_Stated problem_.
Reproduce every one of the entries below word for word, in the order they appear.

_Given data_.
━━━━━━━━━━

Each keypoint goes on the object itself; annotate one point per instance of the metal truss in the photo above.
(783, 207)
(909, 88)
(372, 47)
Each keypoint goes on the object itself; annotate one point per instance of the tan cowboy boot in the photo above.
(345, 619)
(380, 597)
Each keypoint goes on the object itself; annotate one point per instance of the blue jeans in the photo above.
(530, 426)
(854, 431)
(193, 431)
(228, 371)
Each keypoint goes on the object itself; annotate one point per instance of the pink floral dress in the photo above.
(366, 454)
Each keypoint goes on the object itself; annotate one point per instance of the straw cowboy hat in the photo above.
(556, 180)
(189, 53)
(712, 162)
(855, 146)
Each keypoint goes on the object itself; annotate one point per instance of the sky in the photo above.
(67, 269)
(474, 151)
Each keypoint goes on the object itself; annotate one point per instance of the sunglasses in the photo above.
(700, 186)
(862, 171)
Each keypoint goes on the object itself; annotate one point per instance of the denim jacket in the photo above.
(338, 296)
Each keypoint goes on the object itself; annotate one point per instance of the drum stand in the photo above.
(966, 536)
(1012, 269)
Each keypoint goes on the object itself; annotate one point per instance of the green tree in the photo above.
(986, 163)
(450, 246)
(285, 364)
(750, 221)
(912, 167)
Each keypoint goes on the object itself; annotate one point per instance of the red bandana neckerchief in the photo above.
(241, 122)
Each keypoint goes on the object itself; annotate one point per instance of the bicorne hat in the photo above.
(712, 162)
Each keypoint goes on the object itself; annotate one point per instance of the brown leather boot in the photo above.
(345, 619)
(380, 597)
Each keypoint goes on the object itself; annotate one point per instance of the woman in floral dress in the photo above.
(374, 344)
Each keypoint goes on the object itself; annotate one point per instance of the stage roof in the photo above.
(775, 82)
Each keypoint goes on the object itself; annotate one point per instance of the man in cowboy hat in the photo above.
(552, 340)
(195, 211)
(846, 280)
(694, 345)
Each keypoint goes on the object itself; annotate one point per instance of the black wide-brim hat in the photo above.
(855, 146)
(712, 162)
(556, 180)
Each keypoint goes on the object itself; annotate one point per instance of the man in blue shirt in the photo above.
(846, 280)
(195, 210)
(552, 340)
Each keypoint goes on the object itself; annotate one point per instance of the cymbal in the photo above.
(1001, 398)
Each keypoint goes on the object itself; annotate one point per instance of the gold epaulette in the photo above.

━━━━━━━━━━

_The response_.
Each keypoint goes on the object itself; annotate one point per instance of the metal truss in the photo above.
(783, 207)
(909, 88)
(372, 47)
Each keypoint goes on the object itself; annotate one point per instance of the tan cowboy boot in the photo above.
(345, 619)
(380, 597)
Each keypoint goes on the object itself; annotate one point per instance of the blue jeans in the photo above.
(530, 426)
(854, 431)
(193, 431)
(228, 371)
Each keypoint goes on the object itself; annotate one point per instance of the pink floral dress in the photo above.
(366, 454)
Each keypoint goes on the object itself; annotate one point per instance of the straw cowboy hat in the photo above.
(556, 180)
(189, 53)
(712, 162)
(855, 146)
Each keypoint goes on the object itself; annotate one point per instance of the sky in the photo above.
(67, 269)
(474, 151)
Each keypoint goes on the object itself; annotate one point per instance of the sunglasses in the photo above.
(700, 186)
(862, 171)
Each keypoint goes on the object itself; annotate one point per instance of the denim jacket in the photo above.
(338, 296)
Each keypoint goes on the object itself; annotate one point per instance of the drum stand in the photo above.
(966, 536)
(1012, 269)
Each keypoint goes on the object itself; annotate one point per instance of the green tree in the photo above.
(986, 163)
(450, 246)
(285, 364)
(750, 221)
(912, 167)
Each keypoint goes on the object itself; annotate one point per instance of the red bandana neckerchief in the photo above.
(241, 122)
Each keypoint goes on the object itself; annotate one point per instance of the bicorne hat in the photo above.
(712, 162)
Each keypoint goes on the object itself; annotate one point per instance of the brown leather boot in the photo above.
(345, 619)
(380, 597)
Each keypoint goes on the object itself; annotate one point per instance of the woman in floral dress in the photo above.
(374, 344)
Each keypoint goes on the object itself; annotate one point per instance of the stage roof in the photo above.
(775, 82)
Each keypoint goes on the object itself; annotate one point per instance of the man in cowboy hat in the photo above.
(552, 340)
(195, 211)
(846, 280)
(694, 345)
Each keypoint goes on the object itself; annotate one point per instance of the black wide-brim hat in the photo above.
(855, 146)
(712, 162)
(556, 180)
Each keypoint goes on the object itself; annotate one point per instance of the man in blue shirt in the photo above.
(846, 280)
(195, 210)
(552, 340)
Each keypoint goes on the object itself; annotate one point per instance of the cymbal in the photo above.
(1001, 398)
Each keypoint goes on the object itself; annotate one point per instance of the gold epaulette in the photo above.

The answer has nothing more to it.